■ YOUR INSTRUCTIONS
Copy the records below verbatim, from the line containing "Exercise. Put one point on each instance of the brick" down to the line containing "point(377, 258)", with both of those lines included.

■ DATA IN THIS EXERCISE
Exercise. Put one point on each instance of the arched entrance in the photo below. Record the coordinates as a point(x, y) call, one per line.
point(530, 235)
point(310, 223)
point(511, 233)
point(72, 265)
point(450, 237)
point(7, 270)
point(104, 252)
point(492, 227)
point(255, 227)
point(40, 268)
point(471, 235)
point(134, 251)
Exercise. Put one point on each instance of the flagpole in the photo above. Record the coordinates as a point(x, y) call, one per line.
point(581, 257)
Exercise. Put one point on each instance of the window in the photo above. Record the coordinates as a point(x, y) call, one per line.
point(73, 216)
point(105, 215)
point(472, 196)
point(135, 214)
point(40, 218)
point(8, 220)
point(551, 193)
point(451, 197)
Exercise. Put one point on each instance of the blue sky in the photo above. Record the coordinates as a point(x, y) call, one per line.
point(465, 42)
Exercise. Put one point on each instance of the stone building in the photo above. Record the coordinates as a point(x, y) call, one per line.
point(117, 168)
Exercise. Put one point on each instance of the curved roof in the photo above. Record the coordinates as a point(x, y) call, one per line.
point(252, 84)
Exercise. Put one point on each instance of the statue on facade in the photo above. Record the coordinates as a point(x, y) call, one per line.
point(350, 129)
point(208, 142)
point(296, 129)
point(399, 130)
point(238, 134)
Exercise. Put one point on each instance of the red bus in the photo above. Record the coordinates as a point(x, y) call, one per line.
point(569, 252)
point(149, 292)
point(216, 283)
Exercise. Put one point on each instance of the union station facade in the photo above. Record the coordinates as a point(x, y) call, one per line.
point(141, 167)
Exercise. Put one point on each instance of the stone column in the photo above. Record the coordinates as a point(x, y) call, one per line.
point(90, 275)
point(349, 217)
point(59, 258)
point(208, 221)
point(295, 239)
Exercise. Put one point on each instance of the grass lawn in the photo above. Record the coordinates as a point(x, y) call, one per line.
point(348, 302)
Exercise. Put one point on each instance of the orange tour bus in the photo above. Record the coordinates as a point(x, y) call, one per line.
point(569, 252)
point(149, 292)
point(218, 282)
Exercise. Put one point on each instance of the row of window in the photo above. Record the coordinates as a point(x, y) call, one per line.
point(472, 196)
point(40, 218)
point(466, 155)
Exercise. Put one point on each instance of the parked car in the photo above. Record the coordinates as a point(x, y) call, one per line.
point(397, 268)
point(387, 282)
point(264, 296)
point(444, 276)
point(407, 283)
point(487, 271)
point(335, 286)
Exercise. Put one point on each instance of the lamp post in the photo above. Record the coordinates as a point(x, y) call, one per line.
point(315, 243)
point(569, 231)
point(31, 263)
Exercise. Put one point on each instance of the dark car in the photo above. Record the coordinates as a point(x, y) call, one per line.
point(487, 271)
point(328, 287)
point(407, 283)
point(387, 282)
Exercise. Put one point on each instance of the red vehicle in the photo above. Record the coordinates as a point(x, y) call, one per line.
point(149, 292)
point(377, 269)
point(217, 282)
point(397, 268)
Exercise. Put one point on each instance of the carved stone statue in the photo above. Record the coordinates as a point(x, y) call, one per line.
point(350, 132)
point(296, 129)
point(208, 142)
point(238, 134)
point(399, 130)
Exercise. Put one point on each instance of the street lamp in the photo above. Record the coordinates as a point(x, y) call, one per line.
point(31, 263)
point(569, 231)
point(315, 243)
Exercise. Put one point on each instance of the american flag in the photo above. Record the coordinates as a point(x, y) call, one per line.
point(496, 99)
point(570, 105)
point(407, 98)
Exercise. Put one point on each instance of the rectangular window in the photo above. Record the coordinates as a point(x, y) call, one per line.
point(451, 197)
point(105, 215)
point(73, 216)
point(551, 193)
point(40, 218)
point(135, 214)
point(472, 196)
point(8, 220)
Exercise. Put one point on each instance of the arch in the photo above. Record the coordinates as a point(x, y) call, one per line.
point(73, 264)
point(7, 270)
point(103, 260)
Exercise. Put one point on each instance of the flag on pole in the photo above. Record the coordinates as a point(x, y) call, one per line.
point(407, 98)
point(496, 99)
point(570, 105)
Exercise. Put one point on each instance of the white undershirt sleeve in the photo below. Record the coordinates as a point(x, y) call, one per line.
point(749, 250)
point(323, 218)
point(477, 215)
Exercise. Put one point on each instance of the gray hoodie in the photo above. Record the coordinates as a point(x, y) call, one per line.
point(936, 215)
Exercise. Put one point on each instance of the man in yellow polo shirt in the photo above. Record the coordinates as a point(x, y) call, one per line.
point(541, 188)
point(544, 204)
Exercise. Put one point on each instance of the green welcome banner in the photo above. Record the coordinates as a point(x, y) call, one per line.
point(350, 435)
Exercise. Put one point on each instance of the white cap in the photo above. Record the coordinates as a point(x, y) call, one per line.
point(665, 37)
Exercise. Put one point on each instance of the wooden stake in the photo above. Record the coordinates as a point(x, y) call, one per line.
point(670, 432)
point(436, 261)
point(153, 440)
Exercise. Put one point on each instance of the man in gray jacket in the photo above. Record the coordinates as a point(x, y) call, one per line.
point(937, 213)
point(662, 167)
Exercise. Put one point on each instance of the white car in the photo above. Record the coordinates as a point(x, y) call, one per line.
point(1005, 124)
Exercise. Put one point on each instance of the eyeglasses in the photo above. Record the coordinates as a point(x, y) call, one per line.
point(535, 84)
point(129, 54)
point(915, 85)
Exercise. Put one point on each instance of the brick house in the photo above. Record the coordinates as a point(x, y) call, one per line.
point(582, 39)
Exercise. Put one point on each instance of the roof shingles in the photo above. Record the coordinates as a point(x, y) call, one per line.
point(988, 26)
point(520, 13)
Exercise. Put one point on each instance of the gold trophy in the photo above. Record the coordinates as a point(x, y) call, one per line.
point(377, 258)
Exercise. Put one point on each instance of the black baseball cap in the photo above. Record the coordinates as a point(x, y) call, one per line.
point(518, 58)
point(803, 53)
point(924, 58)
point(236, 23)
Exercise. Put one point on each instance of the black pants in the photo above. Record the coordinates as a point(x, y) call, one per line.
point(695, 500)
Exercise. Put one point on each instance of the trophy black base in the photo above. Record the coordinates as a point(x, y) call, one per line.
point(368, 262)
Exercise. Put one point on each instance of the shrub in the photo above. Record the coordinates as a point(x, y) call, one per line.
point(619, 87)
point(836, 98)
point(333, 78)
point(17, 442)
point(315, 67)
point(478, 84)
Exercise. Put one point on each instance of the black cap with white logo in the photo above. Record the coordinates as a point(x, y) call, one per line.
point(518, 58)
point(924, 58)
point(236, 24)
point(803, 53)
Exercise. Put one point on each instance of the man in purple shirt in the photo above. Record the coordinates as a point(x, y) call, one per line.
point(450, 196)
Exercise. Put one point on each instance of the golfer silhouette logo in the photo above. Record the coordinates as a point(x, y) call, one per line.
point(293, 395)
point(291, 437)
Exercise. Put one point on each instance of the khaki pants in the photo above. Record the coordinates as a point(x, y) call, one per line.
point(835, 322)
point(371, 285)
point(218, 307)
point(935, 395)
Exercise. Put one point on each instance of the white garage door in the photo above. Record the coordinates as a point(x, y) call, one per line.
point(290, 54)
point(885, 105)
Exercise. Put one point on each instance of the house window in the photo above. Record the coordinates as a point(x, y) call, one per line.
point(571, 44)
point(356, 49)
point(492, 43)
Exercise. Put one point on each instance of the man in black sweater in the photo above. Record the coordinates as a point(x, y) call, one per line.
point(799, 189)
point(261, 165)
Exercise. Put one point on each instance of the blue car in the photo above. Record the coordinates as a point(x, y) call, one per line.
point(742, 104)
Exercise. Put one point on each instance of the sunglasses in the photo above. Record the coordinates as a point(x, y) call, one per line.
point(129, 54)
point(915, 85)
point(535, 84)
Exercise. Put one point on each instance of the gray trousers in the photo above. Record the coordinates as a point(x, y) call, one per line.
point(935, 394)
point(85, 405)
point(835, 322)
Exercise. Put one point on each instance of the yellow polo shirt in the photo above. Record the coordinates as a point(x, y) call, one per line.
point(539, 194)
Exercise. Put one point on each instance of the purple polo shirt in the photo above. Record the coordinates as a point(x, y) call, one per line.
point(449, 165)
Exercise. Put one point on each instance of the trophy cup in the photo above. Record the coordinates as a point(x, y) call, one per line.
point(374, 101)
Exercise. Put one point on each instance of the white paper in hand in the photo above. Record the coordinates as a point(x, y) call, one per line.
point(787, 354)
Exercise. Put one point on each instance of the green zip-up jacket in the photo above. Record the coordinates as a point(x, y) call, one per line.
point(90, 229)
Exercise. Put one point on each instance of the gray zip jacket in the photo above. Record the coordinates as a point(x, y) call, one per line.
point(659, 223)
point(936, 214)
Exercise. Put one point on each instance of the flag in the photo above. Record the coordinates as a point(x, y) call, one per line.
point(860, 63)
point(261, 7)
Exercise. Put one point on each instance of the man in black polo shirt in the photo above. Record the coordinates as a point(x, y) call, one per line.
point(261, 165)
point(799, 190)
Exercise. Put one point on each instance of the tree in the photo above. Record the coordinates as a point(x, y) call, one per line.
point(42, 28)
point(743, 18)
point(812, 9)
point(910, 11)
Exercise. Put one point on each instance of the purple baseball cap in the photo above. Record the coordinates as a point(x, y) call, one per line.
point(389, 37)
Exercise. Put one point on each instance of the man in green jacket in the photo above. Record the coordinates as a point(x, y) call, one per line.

■ TASK OUTPUT
Exercise. Put one point on each instance of the brick house in the photo above. Record the coordinates as a point(x, y) call, one per line.
point(582, 39)
Exercise. Put one point on each instance of the roof shingles in the photo above. Record the coordinates as a point(x, y) call, one per line.
point(988, 26)
point(520, 13)
Exercise. Put one point on each instance of the gold trophy in the photo above. Record the coordinates as a point(x, y) call, one per line.
point(377, 258)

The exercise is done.